3. To monitor the regulatory properties of T cells circulating in the peripheral blood by in vitro proliferative assay, in particular of CD4+CD25high, CD8+CD28- T cells, and CD56bright NK cells.

Urinary FOXP3 messenger RNA

a)To evaluate whether measurement in urinary cells of mRNA level for FoxP3, a functional factor for regulatory T lymphocytes, may provide insight into the immunologic events within the renal allograft.

In addition the safety profile of MSC infusion will be investigated.

Should this biological/mechanistic ex vivo studies document that MSC infusion allows the development of an immune microenvironment permissive to graft tolerance, a pilot efficacy study to achieve operational tolerance after complete withdrawal of maintenance immunosuppressive therapy will follow. The criteria to document the development of a pro-tolerogenic microenvironment (at 12 months post-kidney transplant) are the followings:

• Percentage of inhibition of memory T cell response (by IFN-gamma ELISPOT) and/or naïve T cell response (by MLR) versus donor antigens higher than 15-20% in patients receiving peri-transplant MSC infusion as compared to patients receiving the immunosuppressive therapy alone, in the context of normal immune responses versus third party antigens, mitogens (PHA) and recall antigens (mumps, pertussis).

and

• Induction of donor-reactive T cell anergy in a percentage higher than 15-20% in patients receiving peri-transplant MSC infusion as compared to those given the immunosuppressive therapy alone (evaluated by addition of high dose IL-2 in ELISPOT assay) or
• Appearance in the peripheral blood of regulatory T cells in a percentage higher than 80% in patients receiving peri-transplant MSC infusion as compared to patients receiving the immunosuppressive therapy alone and reversal of the inhibition of donor-specific immune response (evaluated by depletion of specific regulatory cells in ELISPOT and/or MLR assays) in a percentage higher than 50% in MSC-treated as compared with non MSC-treated patients.

We have planned to start with the safety and biological/mechanistic study in 6 living-related kidney transplant recipients. Three patients will receive ex-vivo expanded syngeneic MSC infusion at the time of kidney transplant, and 3 additional patients no cells (controls), both under the cover of induction therapy with basiliximab and low-dose RATG, and maintenance immunosuppression with low-dose CsA and MMF. Randomization to MSC or no cell infusion will be performed at the time the recipient will sign the informed consent to participate to the study. This will be when the patients fulfill all the criteria to enter the waiting list for kidney transplant from living donor.

- INPUT DATA:
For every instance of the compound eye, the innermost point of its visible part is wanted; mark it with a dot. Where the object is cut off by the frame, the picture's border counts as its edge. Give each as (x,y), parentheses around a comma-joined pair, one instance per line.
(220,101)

- EXERCISE BRIEF:
Which agents does the passage on the MSC kidney transplant study name for induction therapy and maintenance immunosuppression?

- ANSWER TO THIS PROBLEM:
Induction therapy: basiliximab and low-dose RATG. Maintenance immunosuppression: low-dose CsA and MMF.